-- TEXT --
--------------------------------------------------

"""Enhanced tearsheet / reporting utilities for backtests.
Generates comprehensive performance summaries, monthly return tables,
drawdown analysis, rolling metrics, and trade-level analytics.
"""
from __future__ import annotations
from typing import Any
import numpy as np
import pandas as pd
__all__ = [
"generate_tearsheet",
"monthly_returns_table",
"drawdown_table",
"rolling_metrics_table",
"trade_analysis",
]
[docs]
def generate_tearsheet(
returns: pd.Series,
benchmark: pd.Series | None = None,
risk_free: float = 0.0,
periods_per_year: int = 252,
) -> dict[str, Any]:
"""Generate a comprehensive performance tearsheet dictionary.
Parameters
----------
returns : pd.Series
Portfolio return series (simple, not log).
benchmark : pd.Series, optional
Benchmark return series for relative metrics.
risk_free : float
Annualised risk-free rate.
periods_per_year : int
Trading periods per year (252 for daily).

--------------------------------------------------

-- INPUT DATA --
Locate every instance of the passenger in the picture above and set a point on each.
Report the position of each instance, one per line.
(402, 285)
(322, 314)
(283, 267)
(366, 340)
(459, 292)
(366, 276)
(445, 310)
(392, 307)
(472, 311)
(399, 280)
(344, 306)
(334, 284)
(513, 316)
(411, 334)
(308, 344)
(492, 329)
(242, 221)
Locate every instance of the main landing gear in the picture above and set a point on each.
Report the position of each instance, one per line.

--------------------------------------------------

-- WORK TO DO --
A) Name every function that the backtest reporting code lists in its `__all__` declaration.
B) Quote the listing in full, line for line.
The backtest reporting code and the listing were taken from unrelated sources.

-- TASK RESPONSES --
A)
generate_tearsheet
monthly_returns_table
drawdown_table
rolling_metrics_table
trade_analysis

B)
Locate every instance of the passenger in the picture above and set a point on each.
Report the position of each instance, one per line.
(402, 285)
(322, 314)
(283, 267)
(366, 340)
(459, 292)
(366, 276)
(445, 310)
(392, 307)
(472, 311)
(399, 280)
(344, 306)
(334, 284)
(513, 316)
(411, 334)
(308, 344)
(492, 329)
(242, 221)
Locate every instance of the main landing gear in the picture above and set a point on each.
Report the position of each instance, one per line.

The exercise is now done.